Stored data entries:

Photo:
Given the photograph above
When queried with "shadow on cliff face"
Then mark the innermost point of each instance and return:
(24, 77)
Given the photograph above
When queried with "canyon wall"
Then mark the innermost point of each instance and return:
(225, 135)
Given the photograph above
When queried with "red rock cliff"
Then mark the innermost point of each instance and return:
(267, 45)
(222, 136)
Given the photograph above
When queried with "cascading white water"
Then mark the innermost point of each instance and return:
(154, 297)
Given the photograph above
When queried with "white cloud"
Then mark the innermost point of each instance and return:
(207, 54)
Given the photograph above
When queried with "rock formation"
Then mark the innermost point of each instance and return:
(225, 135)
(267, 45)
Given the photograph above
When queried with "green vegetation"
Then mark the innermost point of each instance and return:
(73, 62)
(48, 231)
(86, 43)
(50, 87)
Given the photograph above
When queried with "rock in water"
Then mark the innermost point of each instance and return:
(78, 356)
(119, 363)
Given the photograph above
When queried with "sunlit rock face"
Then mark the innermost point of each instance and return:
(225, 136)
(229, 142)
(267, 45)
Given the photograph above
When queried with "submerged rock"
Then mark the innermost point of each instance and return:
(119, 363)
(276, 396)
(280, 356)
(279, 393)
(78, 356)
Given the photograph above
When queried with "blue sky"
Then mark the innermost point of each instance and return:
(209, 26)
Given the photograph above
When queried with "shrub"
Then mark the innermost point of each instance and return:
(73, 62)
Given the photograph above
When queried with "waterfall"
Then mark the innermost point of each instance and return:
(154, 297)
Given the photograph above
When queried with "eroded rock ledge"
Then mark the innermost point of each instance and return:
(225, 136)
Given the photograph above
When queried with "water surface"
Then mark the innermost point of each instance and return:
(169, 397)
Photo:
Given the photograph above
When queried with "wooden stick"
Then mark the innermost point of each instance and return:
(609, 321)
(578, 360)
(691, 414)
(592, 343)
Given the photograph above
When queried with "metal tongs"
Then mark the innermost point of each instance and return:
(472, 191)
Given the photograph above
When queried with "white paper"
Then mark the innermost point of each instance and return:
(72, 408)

WHAT IS NEEDED: Respond with one number, the count of lines in the data that hold the string "white".

EXERCISE RESPONSE: 3